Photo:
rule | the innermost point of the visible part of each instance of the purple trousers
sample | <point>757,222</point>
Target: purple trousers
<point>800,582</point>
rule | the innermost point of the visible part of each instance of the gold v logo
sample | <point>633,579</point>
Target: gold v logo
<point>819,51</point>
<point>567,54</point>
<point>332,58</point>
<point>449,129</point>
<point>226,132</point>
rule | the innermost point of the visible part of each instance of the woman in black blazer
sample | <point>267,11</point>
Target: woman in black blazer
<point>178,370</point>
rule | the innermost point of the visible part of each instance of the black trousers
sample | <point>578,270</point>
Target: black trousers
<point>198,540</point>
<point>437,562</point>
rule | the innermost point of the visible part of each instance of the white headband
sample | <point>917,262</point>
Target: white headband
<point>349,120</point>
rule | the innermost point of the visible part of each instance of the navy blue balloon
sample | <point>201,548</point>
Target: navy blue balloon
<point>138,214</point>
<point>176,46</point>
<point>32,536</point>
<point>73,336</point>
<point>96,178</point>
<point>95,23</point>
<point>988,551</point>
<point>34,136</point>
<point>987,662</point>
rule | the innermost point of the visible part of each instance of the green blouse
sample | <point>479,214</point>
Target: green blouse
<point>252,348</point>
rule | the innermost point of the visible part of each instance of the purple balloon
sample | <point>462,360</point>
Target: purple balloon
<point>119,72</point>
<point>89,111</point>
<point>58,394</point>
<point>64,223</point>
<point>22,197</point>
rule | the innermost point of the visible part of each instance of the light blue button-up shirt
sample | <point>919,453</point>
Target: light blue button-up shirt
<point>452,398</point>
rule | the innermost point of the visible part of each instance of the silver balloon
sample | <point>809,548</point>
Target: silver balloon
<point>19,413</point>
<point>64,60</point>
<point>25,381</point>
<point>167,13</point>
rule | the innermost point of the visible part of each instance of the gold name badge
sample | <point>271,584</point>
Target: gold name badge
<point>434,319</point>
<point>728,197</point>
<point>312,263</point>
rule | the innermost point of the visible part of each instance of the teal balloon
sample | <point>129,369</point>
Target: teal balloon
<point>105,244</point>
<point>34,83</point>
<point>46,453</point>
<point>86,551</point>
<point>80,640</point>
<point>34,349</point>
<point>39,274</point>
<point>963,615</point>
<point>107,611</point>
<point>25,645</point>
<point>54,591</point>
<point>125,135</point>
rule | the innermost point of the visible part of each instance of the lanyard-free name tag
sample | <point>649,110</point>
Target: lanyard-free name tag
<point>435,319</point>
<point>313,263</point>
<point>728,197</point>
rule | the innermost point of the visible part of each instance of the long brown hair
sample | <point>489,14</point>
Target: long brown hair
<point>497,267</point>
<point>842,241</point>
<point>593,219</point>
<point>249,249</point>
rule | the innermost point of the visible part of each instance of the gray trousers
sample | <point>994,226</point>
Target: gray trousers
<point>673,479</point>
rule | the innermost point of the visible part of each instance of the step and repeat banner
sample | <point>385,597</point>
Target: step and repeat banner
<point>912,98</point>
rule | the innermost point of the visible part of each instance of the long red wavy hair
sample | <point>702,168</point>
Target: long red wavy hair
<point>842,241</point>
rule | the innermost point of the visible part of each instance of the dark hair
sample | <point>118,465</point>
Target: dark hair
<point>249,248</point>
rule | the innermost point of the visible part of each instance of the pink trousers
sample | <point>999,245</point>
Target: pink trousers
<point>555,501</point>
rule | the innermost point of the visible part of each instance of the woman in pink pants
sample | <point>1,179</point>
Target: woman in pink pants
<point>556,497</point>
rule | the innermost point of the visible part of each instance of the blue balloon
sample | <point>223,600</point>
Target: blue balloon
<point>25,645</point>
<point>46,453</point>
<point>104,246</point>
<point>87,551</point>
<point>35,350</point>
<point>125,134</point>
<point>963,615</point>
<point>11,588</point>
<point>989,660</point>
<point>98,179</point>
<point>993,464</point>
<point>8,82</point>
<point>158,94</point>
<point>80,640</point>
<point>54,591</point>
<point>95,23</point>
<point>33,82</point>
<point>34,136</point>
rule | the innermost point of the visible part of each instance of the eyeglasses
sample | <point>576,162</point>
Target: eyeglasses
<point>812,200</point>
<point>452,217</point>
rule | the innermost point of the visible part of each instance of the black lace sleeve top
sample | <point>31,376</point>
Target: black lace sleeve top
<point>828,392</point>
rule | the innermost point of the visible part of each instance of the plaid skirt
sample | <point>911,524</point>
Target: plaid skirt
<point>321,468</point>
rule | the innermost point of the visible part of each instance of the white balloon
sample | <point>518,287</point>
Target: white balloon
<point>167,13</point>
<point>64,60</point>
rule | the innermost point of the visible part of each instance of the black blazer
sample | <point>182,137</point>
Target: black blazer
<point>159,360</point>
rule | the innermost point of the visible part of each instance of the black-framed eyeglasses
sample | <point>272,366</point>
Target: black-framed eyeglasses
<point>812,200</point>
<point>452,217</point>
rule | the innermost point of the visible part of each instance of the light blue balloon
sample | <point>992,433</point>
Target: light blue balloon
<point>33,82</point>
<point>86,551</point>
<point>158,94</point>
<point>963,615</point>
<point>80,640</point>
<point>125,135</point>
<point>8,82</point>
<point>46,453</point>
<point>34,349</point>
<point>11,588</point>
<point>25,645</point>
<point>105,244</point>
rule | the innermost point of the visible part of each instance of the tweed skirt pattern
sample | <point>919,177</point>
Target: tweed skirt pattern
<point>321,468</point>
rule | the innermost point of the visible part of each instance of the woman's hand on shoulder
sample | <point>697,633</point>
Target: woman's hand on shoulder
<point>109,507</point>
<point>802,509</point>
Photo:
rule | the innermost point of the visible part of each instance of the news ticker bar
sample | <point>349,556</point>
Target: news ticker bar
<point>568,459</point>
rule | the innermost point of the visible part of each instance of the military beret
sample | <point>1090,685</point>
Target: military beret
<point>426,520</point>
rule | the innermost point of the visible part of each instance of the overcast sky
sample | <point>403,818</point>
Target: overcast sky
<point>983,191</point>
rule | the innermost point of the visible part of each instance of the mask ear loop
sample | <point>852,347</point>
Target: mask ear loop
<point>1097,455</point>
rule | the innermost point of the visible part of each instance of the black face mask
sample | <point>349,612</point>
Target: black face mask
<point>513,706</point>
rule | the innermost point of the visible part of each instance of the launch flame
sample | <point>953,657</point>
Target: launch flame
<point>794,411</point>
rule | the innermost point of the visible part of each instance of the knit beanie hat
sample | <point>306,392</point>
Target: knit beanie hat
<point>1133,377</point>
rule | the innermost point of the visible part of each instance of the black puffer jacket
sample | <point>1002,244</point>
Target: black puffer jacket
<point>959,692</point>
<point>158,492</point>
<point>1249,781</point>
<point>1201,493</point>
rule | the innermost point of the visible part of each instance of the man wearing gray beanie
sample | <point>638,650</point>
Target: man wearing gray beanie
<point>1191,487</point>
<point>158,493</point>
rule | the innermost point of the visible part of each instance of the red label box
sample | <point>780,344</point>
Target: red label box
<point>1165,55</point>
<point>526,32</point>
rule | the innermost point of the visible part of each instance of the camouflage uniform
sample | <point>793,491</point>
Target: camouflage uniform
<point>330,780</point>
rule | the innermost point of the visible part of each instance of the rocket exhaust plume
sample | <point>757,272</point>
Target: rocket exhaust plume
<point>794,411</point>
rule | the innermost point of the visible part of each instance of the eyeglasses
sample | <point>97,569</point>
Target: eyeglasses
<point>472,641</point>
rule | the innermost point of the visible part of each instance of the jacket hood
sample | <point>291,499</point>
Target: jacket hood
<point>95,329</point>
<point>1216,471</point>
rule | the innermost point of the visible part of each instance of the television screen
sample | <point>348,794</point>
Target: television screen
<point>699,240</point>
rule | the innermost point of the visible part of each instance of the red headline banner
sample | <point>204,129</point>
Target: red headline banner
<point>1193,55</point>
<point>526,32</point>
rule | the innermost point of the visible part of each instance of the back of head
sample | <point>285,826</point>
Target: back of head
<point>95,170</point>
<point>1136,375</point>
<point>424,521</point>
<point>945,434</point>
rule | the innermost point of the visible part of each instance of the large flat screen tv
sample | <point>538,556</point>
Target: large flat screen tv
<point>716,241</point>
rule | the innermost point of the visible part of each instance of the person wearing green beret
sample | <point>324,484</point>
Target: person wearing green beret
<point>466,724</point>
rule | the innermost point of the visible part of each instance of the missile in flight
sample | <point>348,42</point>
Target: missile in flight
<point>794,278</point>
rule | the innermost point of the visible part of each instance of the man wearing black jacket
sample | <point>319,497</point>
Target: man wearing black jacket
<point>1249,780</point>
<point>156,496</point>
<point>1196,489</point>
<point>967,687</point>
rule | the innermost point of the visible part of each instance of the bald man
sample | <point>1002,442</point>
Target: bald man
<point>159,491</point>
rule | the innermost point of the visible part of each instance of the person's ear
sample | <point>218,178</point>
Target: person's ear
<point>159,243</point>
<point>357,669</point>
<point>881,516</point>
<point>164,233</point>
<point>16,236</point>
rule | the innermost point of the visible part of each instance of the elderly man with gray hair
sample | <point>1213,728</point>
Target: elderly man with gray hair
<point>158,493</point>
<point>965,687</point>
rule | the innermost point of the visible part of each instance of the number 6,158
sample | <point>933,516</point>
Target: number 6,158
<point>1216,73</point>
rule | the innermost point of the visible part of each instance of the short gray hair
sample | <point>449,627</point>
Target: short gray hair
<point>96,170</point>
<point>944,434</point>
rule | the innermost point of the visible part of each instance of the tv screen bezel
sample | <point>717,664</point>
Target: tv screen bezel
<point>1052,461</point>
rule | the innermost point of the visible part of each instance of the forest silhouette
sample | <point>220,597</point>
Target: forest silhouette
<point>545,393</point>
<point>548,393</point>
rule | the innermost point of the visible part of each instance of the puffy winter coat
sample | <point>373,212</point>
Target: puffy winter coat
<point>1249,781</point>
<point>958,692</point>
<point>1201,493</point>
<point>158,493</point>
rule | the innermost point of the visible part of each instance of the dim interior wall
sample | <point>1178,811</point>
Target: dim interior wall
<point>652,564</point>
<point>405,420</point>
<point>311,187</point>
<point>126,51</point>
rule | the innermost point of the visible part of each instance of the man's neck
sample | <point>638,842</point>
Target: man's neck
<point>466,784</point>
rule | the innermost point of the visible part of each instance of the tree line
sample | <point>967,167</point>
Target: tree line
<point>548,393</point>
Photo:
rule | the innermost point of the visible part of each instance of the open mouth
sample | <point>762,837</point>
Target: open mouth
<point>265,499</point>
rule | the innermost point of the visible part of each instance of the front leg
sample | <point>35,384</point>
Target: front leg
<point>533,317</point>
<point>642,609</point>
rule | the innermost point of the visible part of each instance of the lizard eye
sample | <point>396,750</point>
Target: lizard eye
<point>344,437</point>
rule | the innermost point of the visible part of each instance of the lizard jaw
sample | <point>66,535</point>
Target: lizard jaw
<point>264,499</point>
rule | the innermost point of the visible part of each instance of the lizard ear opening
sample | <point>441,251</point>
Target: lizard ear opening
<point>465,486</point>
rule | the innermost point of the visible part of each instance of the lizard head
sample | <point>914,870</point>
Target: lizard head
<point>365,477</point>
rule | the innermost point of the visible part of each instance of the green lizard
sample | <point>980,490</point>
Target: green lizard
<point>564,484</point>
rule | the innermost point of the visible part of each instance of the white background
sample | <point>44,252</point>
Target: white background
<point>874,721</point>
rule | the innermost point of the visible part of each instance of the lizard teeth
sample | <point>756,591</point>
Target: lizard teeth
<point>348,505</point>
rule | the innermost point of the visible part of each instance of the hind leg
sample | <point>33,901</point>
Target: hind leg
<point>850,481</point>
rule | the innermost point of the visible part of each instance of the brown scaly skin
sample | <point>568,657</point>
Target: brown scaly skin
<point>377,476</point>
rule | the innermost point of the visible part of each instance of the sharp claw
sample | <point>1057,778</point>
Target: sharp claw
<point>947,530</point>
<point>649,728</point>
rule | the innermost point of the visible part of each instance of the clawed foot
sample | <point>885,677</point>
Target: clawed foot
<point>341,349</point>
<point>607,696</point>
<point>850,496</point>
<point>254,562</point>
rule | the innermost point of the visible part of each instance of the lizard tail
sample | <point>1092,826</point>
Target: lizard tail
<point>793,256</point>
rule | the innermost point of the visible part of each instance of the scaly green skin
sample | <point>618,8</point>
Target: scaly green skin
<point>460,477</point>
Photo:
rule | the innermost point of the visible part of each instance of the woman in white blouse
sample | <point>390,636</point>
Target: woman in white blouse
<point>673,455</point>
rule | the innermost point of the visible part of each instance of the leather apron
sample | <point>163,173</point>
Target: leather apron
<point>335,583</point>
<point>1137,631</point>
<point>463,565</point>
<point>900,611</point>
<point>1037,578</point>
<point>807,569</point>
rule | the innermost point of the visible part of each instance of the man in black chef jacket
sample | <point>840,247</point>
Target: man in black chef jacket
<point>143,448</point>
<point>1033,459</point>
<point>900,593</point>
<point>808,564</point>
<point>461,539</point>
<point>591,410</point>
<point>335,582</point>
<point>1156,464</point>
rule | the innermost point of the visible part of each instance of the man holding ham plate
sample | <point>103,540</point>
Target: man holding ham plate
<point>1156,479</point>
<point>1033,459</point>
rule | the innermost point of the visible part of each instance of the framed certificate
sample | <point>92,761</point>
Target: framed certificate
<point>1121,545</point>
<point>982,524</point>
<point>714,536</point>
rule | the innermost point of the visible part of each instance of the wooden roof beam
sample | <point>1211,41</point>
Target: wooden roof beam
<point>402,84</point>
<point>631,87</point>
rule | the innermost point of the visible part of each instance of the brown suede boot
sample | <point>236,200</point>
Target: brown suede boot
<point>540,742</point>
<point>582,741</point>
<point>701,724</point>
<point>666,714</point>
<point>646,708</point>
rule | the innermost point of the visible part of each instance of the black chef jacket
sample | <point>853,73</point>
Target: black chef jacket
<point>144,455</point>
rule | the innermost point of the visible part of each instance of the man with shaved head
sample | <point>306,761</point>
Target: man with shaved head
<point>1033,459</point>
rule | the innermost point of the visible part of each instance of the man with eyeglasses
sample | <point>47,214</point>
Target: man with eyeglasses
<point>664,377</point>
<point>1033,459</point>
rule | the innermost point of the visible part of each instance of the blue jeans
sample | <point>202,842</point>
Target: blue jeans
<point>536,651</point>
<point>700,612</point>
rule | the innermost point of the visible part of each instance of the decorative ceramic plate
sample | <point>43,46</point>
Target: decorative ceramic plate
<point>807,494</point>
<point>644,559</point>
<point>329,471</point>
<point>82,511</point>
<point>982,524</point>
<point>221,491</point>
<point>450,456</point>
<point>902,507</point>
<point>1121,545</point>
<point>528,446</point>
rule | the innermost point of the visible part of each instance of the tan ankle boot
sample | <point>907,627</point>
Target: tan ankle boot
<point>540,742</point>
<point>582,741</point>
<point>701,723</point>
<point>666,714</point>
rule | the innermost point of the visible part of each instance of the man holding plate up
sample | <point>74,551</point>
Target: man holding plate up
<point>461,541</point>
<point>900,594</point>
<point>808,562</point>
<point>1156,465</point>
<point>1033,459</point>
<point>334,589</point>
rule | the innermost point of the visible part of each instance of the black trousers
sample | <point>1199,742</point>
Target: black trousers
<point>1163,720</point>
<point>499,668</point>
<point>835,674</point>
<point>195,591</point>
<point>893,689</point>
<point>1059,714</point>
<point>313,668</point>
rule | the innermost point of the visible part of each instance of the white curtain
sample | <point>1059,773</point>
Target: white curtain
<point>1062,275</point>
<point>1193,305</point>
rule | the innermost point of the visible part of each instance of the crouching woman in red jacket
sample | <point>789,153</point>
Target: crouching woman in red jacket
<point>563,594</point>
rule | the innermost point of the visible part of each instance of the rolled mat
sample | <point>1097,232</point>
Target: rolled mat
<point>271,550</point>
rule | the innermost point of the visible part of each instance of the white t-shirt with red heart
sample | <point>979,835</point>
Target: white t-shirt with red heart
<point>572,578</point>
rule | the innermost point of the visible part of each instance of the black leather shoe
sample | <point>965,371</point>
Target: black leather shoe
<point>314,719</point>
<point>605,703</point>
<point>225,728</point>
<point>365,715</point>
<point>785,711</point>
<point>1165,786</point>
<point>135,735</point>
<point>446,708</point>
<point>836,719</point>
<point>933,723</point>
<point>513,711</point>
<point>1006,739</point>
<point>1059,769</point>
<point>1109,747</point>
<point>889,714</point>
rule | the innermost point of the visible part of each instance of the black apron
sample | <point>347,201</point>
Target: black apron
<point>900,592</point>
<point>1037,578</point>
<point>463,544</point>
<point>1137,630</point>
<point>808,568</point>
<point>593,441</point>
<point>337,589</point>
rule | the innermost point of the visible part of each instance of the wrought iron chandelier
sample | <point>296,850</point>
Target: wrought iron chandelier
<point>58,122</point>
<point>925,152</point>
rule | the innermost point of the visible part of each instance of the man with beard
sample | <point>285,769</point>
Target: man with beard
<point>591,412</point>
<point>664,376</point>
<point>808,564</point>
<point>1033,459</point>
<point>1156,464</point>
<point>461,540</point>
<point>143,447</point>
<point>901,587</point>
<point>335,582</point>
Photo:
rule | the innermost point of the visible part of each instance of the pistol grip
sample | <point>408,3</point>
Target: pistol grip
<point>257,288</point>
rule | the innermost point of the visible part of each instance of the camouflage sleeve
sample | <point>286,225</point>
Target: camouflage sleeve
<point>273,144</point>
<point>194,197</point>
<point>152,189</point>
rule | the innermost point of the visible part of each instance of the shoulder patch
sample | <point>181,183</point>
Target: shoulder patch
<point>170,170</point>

→ **The request**
Copy the rows above word for word, from the very beginning through the line that contains "<point>800,582</point>", including that line.

→ **Written answer**
Photo:
rule | the innermost point of the visible part of each instance of the purple trousers
sample | <point>757,222</point>
Target: purple trousers
<point>800,582</point>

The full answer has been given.